■ **Action item**: Make an exact copy of the entries, and keep any pictures out of it.

- Opening Delimiter -

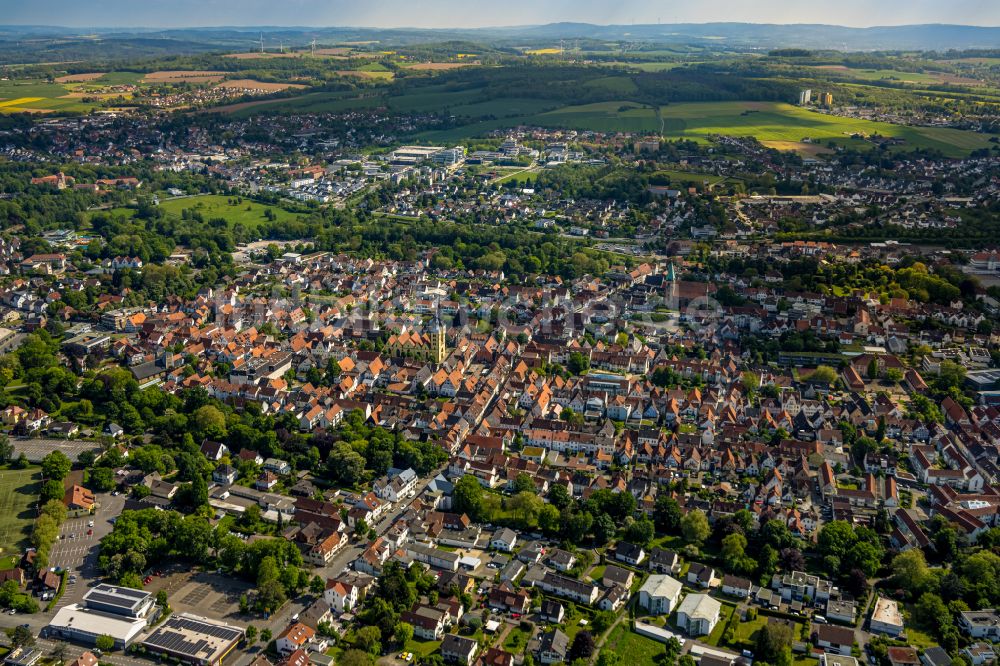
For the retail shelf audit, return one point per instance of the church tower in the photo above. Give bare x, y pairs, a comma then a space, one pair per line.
438, 334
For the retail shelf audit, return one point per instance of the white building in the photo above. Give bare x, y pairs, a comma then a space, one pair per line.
660, 594
698, 614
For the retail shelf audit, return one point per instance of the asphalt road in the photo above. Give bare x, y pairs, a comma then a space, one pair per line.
76, 554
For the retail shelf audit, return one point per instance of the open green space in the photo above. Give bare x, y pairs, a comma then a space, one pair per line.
513, 106
881, 74
631, 647
421, 649
235, 211
39, 96
602, 117
18, 494
779, 122
720, 628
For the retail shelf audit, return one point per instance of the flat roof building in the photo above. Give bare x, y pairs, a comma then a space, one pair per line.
194, 639
119, 612
886, 618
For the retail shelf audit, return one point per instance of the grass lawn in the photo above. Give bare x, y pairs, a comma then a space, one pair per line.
515, 641
249, 214
746, 633
917, 637
720, 628
421, 648
631, 647
18, 492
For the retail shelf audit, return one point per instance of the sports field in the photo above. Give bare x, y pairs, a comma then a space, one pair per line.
18, 495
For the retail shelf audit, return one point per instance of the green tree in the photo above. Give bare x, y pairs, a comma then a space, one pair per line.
578, 363
355, 658
404, 633
667, 514
524, 484
101, 479
21, 636
467, 497
910, 571
824, 374
369, 640
559, 496
640, 532
209, 422
51, 490
56, 466
604, 528
694, 527
772, 639
6, 450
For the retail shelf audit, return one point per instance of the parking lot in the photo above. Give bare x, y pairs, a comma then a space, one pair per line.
212, 595
35, 448
77, 551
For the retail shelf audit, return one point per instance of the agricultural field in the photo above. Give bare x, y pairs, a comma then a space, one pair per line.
881, 74
504, 108
778, 122
648, 66
436, 66
602, 117
18, 494
40, 97
182, 76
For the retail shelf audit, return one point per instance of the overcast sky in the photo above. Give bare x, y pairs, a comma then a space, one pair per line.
476, 13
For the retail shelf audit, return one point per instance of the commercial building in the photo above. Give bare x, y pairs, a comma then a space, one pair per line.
119, 612
194, 639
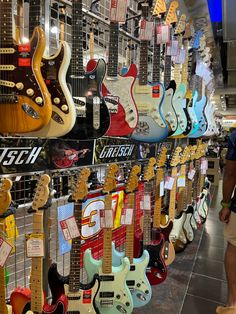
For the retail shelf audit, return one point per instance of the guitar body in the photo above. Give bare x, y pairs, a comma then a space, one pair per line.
151, 126
54, 70
179, 103
124, 115
20, 112
202, 122
168, 108
92, 114
114, 295
136, 280
81, 301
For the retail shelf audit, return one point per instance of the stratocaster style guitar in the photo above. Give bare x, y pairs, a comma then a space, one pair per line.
152, 126
25, 103
114, 295
54, 70
5, 201
92, 115
136, 280
117, 90
81, 297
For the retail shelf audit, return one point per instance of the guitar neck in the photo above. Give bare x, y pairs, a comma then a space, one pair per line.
158, 199
129, 245
107, 241
36, 280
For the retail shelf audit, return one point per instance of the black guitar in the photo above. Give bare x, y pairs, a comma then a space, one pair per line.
92, 114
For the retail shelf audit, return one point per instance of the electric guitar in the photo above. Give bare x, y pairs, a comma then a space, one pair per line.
152, 126
136, 280
117, 90
25, 103
92, 114
5, 201
81, 297
114, 295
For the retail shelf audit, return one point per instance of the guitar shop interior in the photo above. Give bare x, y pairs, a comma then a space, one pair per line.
117, 156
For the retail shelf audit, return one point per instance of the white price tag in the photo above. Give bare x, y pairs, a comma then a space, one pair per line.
118, 10
169, 183
5, 251
146, 30
127, 216
181, 182
106, 218
191, 174
69, 228
147, 201
35, 245
162, 188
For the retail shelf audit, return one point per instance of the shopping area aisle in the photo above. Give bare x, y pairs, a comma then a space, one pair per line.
196, 282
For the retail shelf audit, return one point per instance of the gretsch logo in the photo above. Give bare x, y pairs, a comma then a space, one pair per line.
113, 151
19, 155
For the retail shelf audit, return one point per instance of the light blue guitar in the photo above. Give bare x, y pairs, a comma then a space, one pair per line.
137, 280
114, 296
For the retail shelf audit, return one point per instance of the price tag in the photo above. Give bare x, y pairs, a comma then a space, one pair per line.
35, 245
162, 188
191, 174
169, 183
106, 218
118, 10
127, 216
181, 182
5, 251
146, 30
69, 228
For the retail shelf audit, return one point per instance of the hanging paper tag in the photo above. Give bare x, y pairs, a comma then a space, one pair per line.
118, 10
162, 188
169, 183
35, 245
146, 30
191, 174
69, 228
5, 251
181, 182
106, 218
127, 216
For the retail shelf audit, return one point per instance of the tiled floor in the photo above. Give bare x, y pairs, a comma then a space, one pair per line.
196, 281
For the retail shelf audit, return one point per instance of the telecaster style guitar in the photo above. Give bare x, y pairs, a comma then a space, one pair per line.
114, 296
25, 103
117, 90
81, 297
5, 201
54, 70
152, 126
92, 114
136, 280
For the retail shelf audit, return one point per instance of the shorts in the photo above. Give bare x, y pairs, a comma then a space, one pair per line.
230, 229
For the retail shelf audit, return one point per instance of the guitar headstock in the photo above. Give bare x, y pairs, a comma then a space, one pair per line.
80, 190
171, 17
149, 169
110, 181
159, 7
132, 182
41, 193
181, 25
162, 156
5, 195
175, 159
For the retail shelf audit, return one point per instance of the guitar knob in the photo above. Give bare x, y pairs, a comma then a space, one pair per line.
56, 100
30, 92
39, 100
64, 107
19, 86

- Closing Delimiter -

■ **Solution to this task**:
For the retail shelf audit, return one point per instance of the church tower in the photo above. Give bare x, y pairs, a comma then a space, one pair per line.
438, 334
For the retail shelf audit, return one point per instance of the white building in the photo above. Give bare x, y pairs, a comma then a space, one pair per line.
660, 594
698, 614
For the retail shelf audit, return one point per instance of the asphalt road in the photo above. Give bare x, y pairs, a comma then a space, one pair per line.
76, 554
For the retail shelf audit, return one point per instance of the open green space in the photo above. Give bare x, y pairs, a comma then a space, one pair per line.
513, 106
881, 74
631, 647
421, 649
235, 211
39, 96
602, 117
18, 494
779, 122
720, 628
For the retail shelf audit, return one point per instance of the flat roof building in the photo above. Give bare x, y pairs, a comma then a space, one pair per line.
194, 639
119, 612
886, 618
For the retail shelf audit, return one point per instance of the grass lawn in the photo above. Give bare x, y pairs, a comma then a space, one pair per line.
515, 641
249, 214
746, 633
917, 637
720, 628
421, 648
631, 647
18, 492
For the retail shelf audit, return one point per instance of the sports field in the photo above. Give bare x, y pairs, a comma then a space, one pair per line.
18, 495
For the retail shelf audit, return one point per instance of the green tree in the photo above. Give bare x, y pairs, a comma then a space, one pair per line.
578, 363
355, 658
404, 633
667, 514
524, 484
101, 479
21, 636
467, 497
910, 571
824, 374
369, 640
559, 496
640, 532
209, 422
51, 490
56, 466
604, 528
694, 527
772, 639
6, 450
For the retail shelf audit, return one point per instance of the parking lot in the photo above. Give bare x, y pairs, a comma then a space, one pair per line.
212, 595
35, 448
77, 551
For the retail shelf audit, return one point per instance of the agricultural field in the photo above. Give bare x, y pairs, a comma then a space, one pair per line.
881, 74
504, 108
778, 122
648, 66
436, 66
602, 117
18, 494
40, 97
182, 76
For the retail shelf audit, return one point per instance of the overcast sky in the photo above. Give bare x, y pairs, a comma then a space, one pair per line.
476, 13
For the retail shelf audit, return one point per instance of the commercial building in the photo above. Give bare x, y pairs, a comma then a space, one pair per line.
119, 612
194, 639
For the retail shelf audit, return one point per instance of the guitar body in the photo above. Give bare x, y pairs, a comma then a space, one pair per line.
151, 126
54, 70
179, 103
124, 115
20, 112
202, 122
168, 108
92, 114
114, 295
136, 280
81, 301
For the retail shelf audit, return one point per instance of the stratocaster style guitar in the photo above. Give bare x, y pairs, a comma then a space, one pair per line.
152, 126
25, 103
114, 295
54, 70
5, 201
92, 115
136, 280
117, 90
81, 297
For the retail shelf audit, return one point per instance of the guitar neck in the photo above. Give bare x, y pairs, a comma then a space, one pair per line.
158, 199
129, 245
107, 241
36, 280
For the retail shelf audit, return one point per instance of the black guitar in the photo above. Give bare x, y pairs, a comma then a space, one pair per line.
92, 114
For the retail shelf audit, return one point per instance of the electric guitar in the photo above. Give bare x, y pairs, a comma then a space, one pair per line.
152, 126
136, 280
117, 90
25, 103
92, 114
5, 201
81, 297
114, 295
For the retail shelf audit, return one point per instance of the guitar shop interior in the photo above. Give bare x, y pairs, a comma then a space, one pair per line.
117, 156
For the retail shelf audit, return one point per instance of the white price tag in the photo above. Give bare x, y pairs, a comma then a space, one pair per line.
118, 10
169, 183
5, 251
146, 30
127, 216
181, 182
106, 218
191, 174
69, 228
147, 201
35, 245
162, 188
For the retail shelf audit, return one point per instance of the shopping area aisle in the photo above. Give bare x, y pairs, a comma then a space, one pair per line.
196, 282
For the retail shelf audit, return one point per instance of the gretsch logo in the photo above. Give bare x, y pairs, a comma then a space, one pair per line.
113, 151
19, 155
For the retail shelf audit, return one point per instance of the light blue guitar in the photo above. Give bare x, y pairs, a comma then a space, one pair per line.
137, 280
114, 296
For the retail shelf audit, return one point per instance of the price tag in the photo above. Give bare x, y pairs, a comma then a space, one pair per line.
35, 245
162, 188
191, 174
169, 183
106, 218
118, 10
127, 216
181, 182
5, 251
146, 30
69, 228
For the retail shelf audit, return one point per instance of the hanging paper tag in the photo above. Give bare x, y pairs, a comma then a space, one pair per line.
118, 10
162, 188
169, 183
35, 245
146, 30
191, 174
69, 228
5, 251
181, 182
106, 218
127, 216
For the retail shelf audit, return one point per instance of the tiled floor in the photo above. Give bare x, y pairs, a comma then a space, one pair per line.
196, 281
For the retail shelf audit, return one point per instance of the telecaster style guitar in the photo above. Give bare x, y pairs, a comma then a space, one pair per line.
114, 296
25, 103
117, 90
81, 297
5, 201
54, 70
152, 126
92, 114
136, 280
For the retail shelf audit, return one point per instance of the shorts in the photo above. Give bare x, y pairs, a comma then a space, one pair per line.
230, 229
For the retail shelf audit, return one point per instance of the guitar headstock in the photo above. Give bare x, y pairs, a comma then a space, one pair per line.
80, 190
171, 17
149, 169
110, 181
159, 7
132, 182
41, 193
181, 25
162, 156
5, 195
175, 159
For the retail shelf audit, return one point per instance of the guitar knob in the photo above. Give bare x, y pairs, a comma then a space, one pair per line.
56, 100
30, 92
39, 100
64, 107
19, 86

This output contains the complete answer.